## Short exercise:
Rewrite the records below, replacing every "formula 1 car" with "race car" and leaving everything else unchanged.

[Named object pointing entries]
++++
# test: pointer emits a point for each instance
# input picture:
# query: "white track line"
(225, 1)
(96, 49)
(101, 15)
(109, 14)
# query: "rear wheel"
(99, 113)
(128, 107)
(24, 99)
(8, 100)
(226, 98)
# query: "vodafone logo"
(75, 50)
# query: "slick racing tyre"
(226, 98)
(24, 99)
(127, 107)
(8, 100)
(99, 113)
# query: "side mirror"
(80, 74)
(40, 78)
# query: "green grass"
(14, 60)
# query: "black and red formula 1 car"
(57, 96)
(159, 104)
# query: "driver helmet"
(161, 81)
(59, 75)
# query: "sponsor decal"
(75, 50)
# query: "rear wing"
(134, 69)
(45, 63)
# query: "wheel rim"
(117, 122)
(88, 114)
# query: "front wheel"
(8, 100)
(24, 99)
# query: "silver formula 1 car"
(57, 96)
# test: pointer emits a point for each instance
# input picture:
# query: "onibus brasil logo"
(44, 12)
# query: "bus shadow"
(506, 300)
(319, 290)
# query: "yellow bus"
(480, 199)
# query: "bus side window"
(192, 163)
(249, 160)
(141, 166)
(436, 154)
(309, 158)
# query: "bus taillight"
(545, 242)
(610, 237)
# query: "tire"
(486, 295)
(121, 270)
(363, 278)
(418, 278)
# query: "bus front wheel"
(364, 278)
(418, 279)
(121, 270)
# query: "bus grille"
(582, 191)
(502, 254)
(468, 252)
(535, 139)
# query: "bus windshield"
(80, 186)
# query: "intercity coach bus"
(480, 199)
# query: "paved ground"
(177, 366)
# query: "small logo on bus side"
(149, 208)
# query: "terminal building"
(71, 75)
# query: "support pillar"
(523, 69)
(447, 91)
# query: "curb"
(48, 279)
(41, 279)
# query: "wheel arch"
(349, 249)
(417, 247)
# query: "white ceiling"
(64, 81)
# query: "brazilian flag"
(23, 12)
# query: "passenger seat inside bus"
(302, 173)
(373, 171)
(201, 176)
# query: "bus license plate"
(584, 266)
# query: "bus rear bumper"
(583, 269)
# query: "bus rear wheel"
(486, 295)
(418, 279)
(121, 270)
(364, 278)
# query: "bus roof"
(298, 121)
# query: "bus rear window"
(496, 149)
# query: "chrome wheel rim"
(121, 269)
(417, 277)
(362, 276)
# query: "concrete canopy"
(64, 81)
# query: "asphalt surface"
++++
## Result:
# test: pointer emits a point for each instance
# input picture:
# query: "white track line"
(225, 1)
(96, 49)
(101, 15)
(109, 14)
# query: "rear wheel"
(99, 113)
(128, 107)
(24, 99)
(8, 100)
(226, 98)
# query: "vodafone logo"
(75, 50)
# query: "slick racing tyre"
(226, 98)
(24, 99)
(127, 107)
(8, 100)
(99, 113)
# query: "side mirror"
(80, 74)
(40, 78)
# query: "green grass"
(14, 60)
# query: "black and red race car"
(57, 96)
(159, 104)
# query: "driver helmet"
(161, 81)
(59, 75)
# query: "sponsor decal"
(75, 50)
# query: "rear wing"
(134, 69)
(45, 63)
# query: "wheel rim"
(117, 122)
(88, 114)
# query: "front wheel"
(8, 100)
(24, 99)
# query: "silver race car"
(57, 96)
# test: pointer emits a point for each instance
# input picture:
# query: "onibus brasil logo"
(44, 12)
# query: "bus shadow"
(506, 300)
(319, 290)
# query: "yellow bus"
(480, 199)
# query: "bus side window"
(192, 163)
(249, 160)
(141, 166)
(436, 154)
(309, 158)
# query: "bus taillight"
(545, 242)
(610, 237)
# query: "tire"
(486, 295)
(121, 270)
(363, 278)
(418, 278)
# query: "bus front wheel"
(364, 278)
(418, 279)
(121, 270)
# query: "bus grille"
(582, 191)
(502, 254)
(468, 252)
(535, 139)
# query: "bus windshield"
(80, 186)
# query: "intercity coach bus"
(480, 199)
# query: "paved ground"
(177, 366)
# query: "small logo on bus side"
(149, 208)
# query: "terminal building"
(71, 75)
# query: "support pillar"
(523, 69)
(447, 91)
# query: "curb"
(48, 279)
(41, 279)
# query: "wheel arch"
(349, 249)
(417, 247)
# query: "white ceiling"
(64, 81)
# query: "brazilian flag"
(23, 12)
# query: "passenger seat inside bus"
(302, 173)
(373, 171)
(201, 176)
# query: "bus license plate"
(584, 266)
# query: "bus rear bumper"
(583, 269)
# query: "bus rear wheel"
(486, 295)
(418, 279)
(121, 270)
(364, 278)
# query: "bus roof"
(298, 121)
# query: "bus rear window"
(496, 149)
# query: "chrome wheel rim"
(121, 269)
(417, 277)
(362, 276)
# query: "concrete canopy"
(64, 81)
# query: "asphalt surface"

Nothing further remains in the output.